• _Ziel a_
Wähle alle Zeilen unten aus, in denen die Zeichenfolge „herb“ vorkommt, und kopiere sie.

• _Ausgangstext_
<<<<

Lange, lange tappen wir treppauf und —nieder, hier hinein und auch dort, niemand weiß Rat, in allen Räumen ist bloß Staub und Provisorium, und Stromkabelschlingpflanzen wachsen durch die Korridore. Am Deich das Künstler-Haus ist immer noch ein solches erst potentiell, sonst eine Baustelle. Wo ist jetzt die mit mir verabredete Künstlerschaft hin? War es der scharfe Wind, welcher etwa ausgestreute Brosamen verweht hat? Aber da sind sie ja, um einen Durcheinandertisch herum, Milch, Wein und Käse drauf, und blicken ernsthaft. Veranstalter von Kultursenat und Arbeiterkammer sind auch gekommen; da reden wir sogleich über das Symposion, was im Haus am Deich um das historisch schon ganz überlastete Datum 9.11. herum stattfinden wird und auf einen durch und durch künstlerischen Titel getauft worden ist, ich zitiere: (0911) 19 89 90 symposion HALLE LEIPZIG BERLIN BREMEN. Wählen Sie mal, hihi!

Erst war ja ein regelrechtes Revolutions-Spektakel geplant, eine Art Remake vielleicht des letztjährigen, allein es ging und ging nicht und wollte kein Begängnis werden, wie auch. Jetzt also macht man, statt Krawumm mit Trompeten, einen passenden Prozeß: paar Künstler und —innen werkeln, schaffen und performieren seit Dienstag im halbfertigen Bau herum, miteinander oder nicht, je nach Ermessen. Bremer dabei (Gisiger, Burchard, Dobers, Sievert), Ex-DDRler (Jo Doese, Klaus Völker, Matthias Grimm) und Leute vom Ostberliner Kunsthaus Tacheles und der hiesige Poet Abromeit und Musikanten undsoweiter.

>>>>

• _Ziel b_
Welche Städte nennt der Titel des Symposions im Ausgangstext?

• _Auszüge aus Datensatz_
<<<<

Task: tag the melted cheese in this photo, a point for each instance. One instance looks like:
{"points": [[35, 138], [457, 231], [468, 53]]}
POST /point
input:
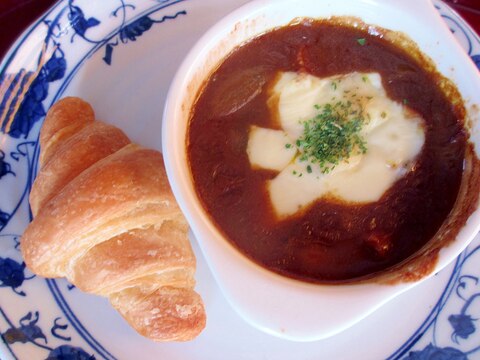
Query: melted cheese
{"points": [[393, 133], [270, 149]]}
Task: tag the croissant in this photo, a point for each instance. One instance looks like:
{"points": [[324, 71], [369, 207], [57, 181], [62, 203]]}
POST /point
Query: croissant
{"points": [[106, 219]]}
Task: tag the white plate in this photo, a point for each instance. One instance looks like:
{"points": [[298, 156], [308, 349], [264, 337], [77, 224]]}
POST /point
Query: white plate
{"points": [[121, 57]]}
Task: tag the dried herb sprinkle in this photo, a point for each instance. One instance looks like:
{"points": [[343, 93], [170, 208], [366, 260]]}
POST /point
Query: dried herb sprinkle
{"points": [[333, 135]]}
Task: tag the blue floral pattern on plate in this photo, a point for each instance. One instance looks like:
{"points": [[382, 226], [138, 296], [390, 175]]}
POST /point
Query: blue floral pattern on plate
{"points": [[450, 331]]}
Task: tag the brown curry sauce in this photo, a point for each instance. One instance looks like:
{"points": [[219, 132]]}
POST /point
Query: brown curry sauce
{"points": [[329, 241]]}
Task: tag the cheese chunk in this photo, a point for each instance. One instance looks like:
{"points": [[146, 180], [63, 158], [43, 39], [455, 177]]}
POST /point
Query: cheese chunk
{"points": [[393, 135]]}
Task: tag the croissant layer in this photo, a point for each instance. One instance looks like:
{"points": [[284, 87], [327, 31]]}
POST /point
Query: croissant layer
{"points": [[106, 219]]}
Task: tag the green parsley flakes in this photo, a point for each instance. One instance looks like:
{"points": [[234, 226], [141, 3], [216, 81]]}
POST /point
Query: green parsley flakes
{"points": [[333, 135]]}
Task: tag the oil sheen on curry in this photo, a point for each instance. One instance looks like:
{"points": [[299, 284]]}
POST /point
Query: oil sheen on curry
{"points": [[324, 153]]}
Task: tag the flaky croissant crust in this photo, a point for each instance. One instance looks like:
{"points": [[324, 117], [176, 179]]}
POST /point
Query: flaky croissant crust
{"points": [[106, 219]]}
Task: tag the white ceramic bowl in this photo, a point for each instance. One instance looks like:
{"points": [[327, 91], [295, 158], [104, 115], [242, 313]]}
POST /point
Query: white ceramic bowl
{"points": [[275, 304]]}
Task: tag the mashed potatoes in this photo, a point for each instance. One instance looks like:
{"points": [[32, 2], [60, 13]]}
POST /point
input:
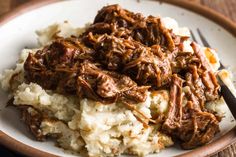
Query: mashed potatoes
{"points": [[104, 130]]}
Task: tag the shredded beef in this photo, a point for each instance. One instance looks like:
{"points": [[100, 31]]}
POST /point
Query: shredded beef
{"points": [[120, 57], [145, 65]]}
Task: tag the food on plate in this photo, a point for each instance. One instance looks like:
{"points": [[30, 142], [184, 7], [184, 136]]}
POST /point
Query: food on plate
{"points": [[125, 84]]}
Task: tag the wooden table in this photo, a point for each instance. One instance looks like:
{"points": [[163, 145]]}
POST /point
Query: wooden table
{"points": [[226, 7]]}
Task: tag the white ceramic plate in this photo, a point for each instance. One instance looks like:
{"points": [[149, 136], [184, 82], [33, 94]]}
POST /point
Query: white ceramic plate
{"points": [[19, 32]]}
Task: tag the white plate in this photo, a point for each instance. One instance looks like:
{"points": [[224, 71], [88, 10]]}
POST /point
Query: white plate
{"points": [[20, 32]]}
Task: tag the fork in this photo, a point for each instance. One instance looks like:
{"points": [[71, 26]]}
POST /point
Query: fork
{"points": [[228, 96]]}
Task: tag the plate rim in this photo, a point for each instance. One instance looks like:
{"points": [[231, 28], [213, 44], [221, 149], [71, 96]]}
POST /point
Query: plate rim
{"points": [[206, 150]]}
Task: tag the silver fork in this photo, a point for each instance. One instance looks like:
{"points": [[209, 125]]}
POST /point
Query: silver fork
{"points": [[228, 96]]}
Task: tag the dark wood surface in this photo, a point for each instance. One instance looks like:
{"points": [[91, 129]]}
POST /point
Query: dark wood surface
{"points": [[225, 7]]}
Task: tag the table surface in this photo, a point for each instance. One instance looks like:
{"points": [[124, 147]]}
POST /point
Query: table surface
{"points": [[225, 7]]}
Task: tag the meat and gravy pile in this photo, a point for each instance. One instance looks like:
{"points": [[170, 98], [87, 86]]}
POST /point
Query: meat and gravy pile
{"points": [[112, 81]]}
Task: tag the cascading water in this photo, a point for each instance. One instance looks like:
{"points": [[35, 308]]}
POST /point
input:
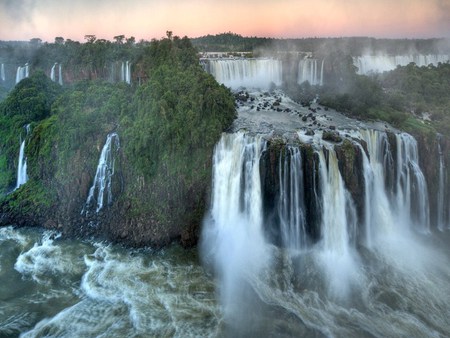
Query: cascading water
{"points": [[291, 203], [125, 72], [309, 70], [367, 64], [52, 72], [233, 233], [251, 73], [22, 73], [441, 216], [60, 75], [103, 176], [411, 189], [377, 164], [22, 176], [338, 226]]}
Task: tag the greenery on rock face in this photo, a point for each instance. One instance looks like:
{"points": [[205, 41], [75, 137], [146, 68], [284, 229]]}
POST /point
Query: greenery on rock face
{"points": [[168, 125], [176, 119], [29, 103]]}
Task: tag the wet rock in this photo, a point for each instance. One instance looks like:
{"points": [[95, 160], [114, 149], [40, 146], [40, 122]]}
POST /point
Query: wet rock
{"points": [[331, 137]]}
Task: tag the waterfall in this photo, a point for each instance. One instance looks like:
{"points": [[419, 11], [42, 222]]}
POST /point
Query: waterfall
{"points": [[2, 72], [103, 176], [377, 165], [22, 73], [411, 190], [367, 64], [441, 221], [338, 226], [291, 203], [60, 75], [396, 194], [52, 72], [252, 73], [232, 236], [308, 70], [128, 72], [22, 176]]}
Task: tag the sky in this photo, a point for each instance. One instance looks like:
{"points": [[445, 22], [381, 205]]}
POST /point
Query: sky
{"points": [[147, 19]]}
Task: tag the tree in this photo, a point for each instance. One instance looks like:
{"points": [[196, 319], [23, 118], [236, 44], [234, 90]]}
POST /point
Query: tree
{"points": [[90, 38], [59, 40], [119, 39]]}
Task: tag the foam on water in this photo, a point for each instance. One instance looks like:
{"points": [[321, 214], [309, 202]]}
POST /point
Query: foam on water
{"points": [[125, 293]]}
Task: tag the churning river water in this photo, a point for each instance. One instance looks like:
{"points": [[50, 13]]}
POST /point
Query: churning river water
{"points": [[56, 287]]}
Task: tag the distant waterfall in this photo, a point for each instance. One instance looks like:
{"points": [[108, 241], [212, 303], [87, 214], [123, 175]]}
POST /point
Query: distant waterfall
{"points": [[310, 70], [396, 190], [103, 176], [2, 72], [338, 226], [367, 64], [22, 73], [441, 216], [60, 75], [22, 176], [292, 204], [125, 72], [252, 73], [377, 166], [412, 192], [53, 73]]}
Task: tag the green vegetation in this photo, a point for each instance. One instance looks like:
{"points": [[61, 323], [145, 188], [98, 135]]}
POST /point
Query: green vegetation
{"points": [[168, 126]]}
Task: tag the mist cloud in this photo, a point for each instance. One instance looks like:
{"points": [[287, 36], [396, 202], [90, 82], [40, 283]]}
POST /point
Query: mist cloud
{"points": [[23, 19]]}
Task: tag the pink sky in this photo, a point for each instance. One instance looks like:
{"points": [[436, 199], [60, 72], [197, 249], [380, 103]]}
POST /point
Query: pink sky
{"points": [[146, 19]]}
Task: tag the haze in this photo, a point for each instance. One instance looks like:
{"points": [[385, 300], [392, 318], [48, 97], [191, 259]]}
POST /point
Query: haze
{"points": [[147, 19]]}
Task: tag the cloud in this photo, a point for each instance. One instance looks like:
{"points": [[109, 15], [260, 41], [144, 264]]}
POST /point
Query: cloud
{"points": [[282, 18]]}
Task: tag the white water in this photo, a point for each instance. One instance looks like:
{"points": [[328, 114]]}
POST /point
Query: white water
{"points": [[103, 176], [412, 192], [251, 73], [233, 235], [22, 176], [367, 64], [310, 70], [60, 81], [338, 226], [125, 72], [22, 73], [292, 205], [52, 72], [55, 287], [2, 72], [383, 289], [441, 216]]}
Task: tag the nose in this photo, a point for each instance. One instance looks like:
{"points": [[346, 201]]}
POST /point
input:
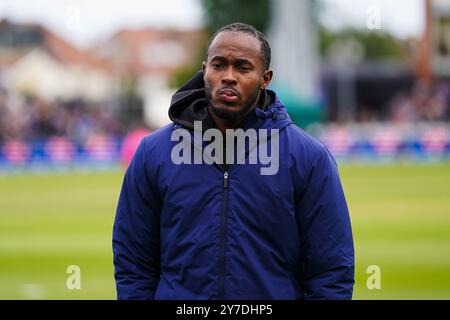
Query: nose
{"points": [[228, 77]]}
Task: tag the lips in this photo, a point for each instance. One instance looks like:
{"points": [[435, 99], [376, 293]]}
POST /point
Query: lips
{"points": [[228, 95]]}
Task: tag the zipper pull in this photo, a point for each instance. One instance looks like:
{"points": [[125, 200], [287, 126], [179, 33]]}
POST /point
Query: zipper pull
{"points": [[225, 179]]}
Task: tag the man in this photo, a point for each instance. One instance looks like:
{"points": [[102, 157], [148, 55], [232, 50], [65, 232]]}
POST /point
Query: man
{"points": [[212, 229]]}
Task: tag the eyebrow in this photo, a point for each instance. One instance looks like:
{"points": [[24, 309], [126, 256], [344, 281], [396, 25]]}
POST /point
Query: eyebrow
{"points": [[239, 61]]}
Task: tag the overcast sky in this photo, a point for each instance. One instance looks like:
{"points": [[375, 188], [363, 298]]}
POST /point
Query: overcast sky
{"points": [[85, 21]]}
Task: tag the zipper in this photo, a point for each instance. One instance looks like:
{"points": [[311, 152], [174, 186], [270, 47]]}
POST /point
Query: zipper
{"points": [[223, 236]]}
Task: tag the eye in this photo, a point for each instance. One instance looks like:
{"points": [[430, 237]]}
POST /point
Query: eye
{"points": [[216, 65]]}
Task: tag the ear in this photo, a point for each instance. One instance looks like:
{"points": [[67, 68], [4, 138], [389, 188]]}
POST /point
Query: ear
{"points": [[266, 78], [203, 66]]}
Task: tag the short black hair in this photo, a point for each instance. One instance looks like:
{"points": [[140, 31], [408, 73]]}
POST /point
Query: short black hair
{"points": [[266, 54]]}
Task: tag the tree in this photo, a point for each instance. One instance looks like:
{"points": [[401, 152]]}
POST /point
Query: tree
{"points": [[222, 12]]}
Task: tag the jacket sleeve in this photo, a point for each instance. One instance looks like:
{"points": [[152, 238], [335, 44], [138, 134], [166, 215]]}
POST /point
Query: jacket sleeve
{"points": [[136, 234], [325, 233]]}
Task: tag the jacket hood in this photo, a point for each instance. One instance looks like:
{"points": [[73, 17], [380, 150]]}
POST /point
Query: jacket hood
{"points": [[189, 104]]}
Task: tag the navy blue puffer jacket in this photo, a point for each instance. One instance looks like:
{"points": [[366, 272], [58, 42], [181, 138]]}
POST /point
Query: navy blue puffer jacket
{"points": [[200, 231]]}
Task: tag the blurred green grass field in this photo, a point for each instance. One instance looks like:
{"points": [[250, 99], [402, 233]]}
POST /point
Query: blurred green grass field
{"points": [[400, 216]]}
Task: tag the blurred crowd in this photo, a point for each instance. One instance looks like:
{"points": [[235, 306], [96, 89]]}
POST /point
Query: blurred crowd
{"points": [[422, 103], [30, 118]]}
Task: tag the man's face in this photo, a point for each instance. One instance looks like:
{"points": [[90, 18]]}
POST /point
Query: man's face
{"points": [[234, 74]]}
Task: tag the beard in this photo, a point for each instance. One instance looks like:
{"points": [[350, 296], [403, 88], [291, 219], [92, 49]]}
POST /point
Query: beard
{"points": [[228, 113]]}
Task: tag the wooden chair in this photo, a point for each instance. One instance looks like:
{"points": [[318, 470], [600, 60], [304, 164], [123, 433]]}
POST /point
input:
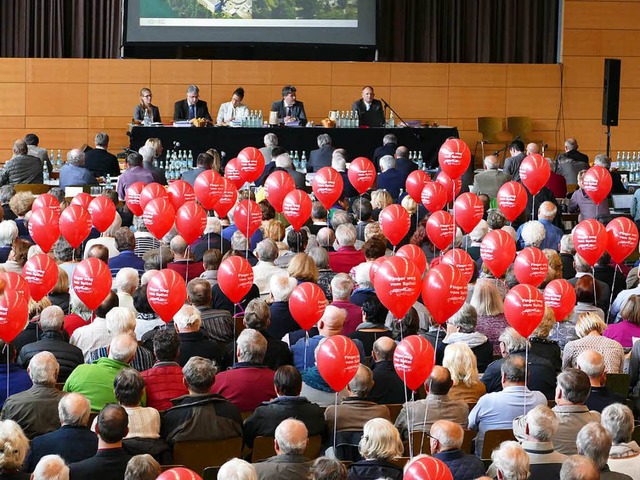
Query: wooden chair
{"points": [[35, 188], [493, 439], [263, 448], [197, 455], [619, 383]]}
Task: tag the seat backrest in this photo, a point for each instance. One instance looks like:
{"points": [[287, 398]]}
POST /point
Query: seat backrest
{"points": [[493, 439], [197, 455]]}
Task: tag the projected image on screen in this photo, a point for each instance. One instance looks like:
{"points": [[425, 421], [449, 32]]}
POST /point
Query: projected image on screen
{"points": [[320, 13]]}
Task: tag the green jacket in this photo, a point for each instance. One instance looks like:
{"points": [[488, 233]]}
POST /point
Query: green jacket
{"points": [[95, 381]]}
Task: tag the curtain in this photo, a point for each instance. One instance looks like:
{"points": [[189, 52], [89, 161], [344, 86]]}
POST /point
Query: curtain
{"points": [[60, 28], [468, 31]]}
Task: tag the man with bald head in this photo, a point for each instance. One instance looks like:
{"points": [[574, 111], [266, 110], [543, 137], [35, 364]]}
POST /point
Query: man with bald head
{"points": [[445, 439], [22, 168], [331, 323], [289, 462], [73, 441], [388, 387], [491, 179], [592, 363], [437, 405]]}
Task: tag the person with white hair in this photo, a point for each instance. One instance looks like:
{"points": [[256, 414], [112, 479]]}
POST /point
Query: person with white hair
{"points": [[36, 409], [51, 467], [250, 381], [624, 455], [346, 256], [390, 178], [52, 340], [95, 380], [511, 462], [73, 441], [490, 180], [73, 172]]}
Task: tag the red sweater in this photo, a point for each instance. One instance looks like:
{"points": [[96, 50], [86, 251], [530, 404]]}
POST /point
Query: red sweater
{"points": [[163, 382]]}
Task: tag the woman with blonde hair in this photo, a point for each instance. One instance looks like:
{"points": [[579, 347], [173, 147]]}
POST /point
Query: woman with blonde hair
{"points": [[303, 268], [380, 443], [461, 362], [489, 305], [589, 328]]}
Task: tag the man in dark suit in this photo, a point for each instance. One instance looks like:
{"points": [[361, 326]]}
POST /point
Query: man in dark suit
{"points": [[110, 461], [191, 107], [322, 156], [99, 161], [369, 110], [290, 110], [389, 145]]}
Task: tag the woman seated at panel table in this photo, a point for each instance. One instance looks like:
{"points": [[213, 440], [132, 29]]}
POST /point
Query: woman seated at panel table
{"points": [[145, 104]]}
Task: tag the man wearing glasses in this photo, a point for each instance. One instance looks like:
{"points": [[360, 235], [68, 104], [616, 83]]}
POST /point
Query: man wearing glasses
{"points": [[191, 107]]}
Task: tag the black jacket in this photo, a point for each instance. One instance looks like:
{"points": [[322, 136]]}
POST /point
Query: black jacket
{"points": [[267, 417]]}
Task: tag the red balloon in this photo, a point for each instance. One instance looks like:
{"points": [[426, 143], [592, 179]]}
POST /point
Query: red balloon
{"points": [[327, 185], [91, 281], [622, 238], [397, 283], [41, 273], [434, 196], [296, 208], [395, 223], [441, 230], [413, 361], [247, 216], [560, 296], [179, 473], [277, 186], [167, 293], [151, 192], [531, 266], [497, 251], [469, 210], [208, 188], [14, 315], [444, 291], [84, 199], [338, 360], [534, 172], [46, 200], [251, 163], [462, 260], [103, 212], [228, 198], [14, 281], [180, 192], [132, 198], [415, 185], [512, 200], [597, 183], [233, 172], [452, 187], [427, 468], [414, 254], [75, 224], [235, 277], [306, 304], [590, 240], [362, 174], [191, 220], [454, 157], [524, 308], [159, 216], [44, 227]]}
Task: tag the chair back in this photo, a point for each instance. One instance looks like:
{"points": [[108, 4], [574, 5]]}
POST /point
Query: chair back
{"points": [[199, 454]]}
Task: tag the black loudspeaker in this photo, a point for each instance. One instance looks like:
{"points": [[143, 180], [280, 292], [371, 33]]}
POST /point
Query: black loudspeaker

>>>>

• _Richtige Antwort a_
Task: tag the dried herb sprinkle in this photo, a point for each instance. One instance looks like:
Query: dried herb sprinkle

• _Richtige Antwort b_
Halle, Leipzig, Berlin und Bremen.